(Detection annotation records)
--- begin ---
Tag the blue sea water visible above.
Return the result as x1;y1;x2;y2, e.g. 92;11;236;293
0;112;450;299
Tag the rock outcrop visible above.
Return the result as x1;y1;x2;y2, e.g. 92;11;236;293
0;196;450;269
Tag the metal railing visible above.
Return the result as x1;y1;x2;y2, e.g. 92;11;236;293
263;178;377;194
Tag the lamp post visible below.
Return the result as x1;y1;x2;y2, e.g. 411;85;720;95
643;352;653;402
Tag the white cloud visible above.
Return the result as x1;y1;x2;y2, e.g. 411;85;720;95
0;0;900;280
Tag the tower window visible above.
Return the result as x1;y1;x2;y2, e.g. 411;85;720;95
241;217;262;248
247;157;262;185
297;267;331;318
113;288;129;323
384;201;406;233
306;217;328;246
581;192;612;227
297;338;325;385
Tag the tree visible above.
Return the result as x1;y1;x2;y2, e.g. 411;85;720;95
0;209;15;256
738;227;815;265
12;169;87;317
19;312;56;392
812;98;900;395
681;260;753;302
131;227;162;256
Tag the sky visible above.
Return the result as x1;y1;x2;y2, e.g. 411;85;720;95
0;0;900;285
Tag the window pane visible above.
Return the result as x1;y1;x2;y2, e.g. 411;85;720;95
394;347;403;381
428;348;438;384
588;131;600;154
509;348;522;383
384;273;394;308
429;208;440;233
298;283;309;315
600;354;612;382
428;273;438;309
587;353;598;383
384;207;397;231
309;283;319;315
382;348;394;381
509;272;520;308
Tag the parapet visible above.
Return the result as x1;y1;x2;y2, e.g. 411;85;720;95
--- end ---
Render each line of the items above as one string in a JSON list, skipping blank lines.

[
  "Tag the blue sea water visible above.",
  "Return the result as x1;y1;x2;y2, e.g. 92;11;236;293",
  "0;112;450;299",
  "Tag the rock outcrop visible above.",
  "Return the result as x1;y1;x2;y2, e.g. 92;11;236;293",
  "0;196;450;269",
  "Tag the metal railing visible above.",
  "Return the result as x1;y1;x2;y2, e.g. 92;11;236;293",
  "263;178;377;194",
  "Tag the lamp post visible below.",
  "Return the result as x1;y1;x2;y2, e.g. 411;85;720;95",
  "643;352;653;402",
  "Tag the white cloud visible above.",
  "Return the result as x1;y1;x2;y2, e.g. 411;85;720;95",
  "0;0;900;280",
  "Tag the tower window visible above.",
  "Return the result as x1;y1;x2;y2, e.g. 411;85;720;95",
  "241;217;262;248",
  "247;157;262;185",
  "297;267;331;318",
  "113;288;129;323",
  "384;201;406;233",
  "306;217;328;246",
  "581;192;612;227",
  "297;338;325;385",
  "Tag the tree visible above.",
  "Return the result as x1;y1;x2;y2, e.g. 411;85;720;95",
  "0;209;15;256",
  "738;227;815;265",
  "12;169;87;317",
  "19;312;56;392",
  "812;98;900;395",
  "681;260;753;302",
  "131;227;162;256",
  "Tag the sky visible above.",
  "Return the result as x1;y1;x2;y2, e.g. 411;85;720;95",
  "0;0;900;285",
  "Tag the window pane visible above.",
  "Return the result as x1;y1;x2;y2, e.g. 411;85;720;95",
  "394;347;403;381",
  "428;348;438;384",
  "588;131;600;154",
  "509;348;522;383",
  "384;273;394;308",
  "429;208;440;233",
  "298;283;309;315",
  "600;354;612;382",
  "428;273;438;309",
  "587;353;598;383",
  "384;207;397;231",
  "309;283;319;315",
  "382;348;394;381",
  "509;272;520;308",
  "Tag the parapet visible above.",
  "Return the result as x1;y1;x2;y2, e.g. 411;85;720;95"
]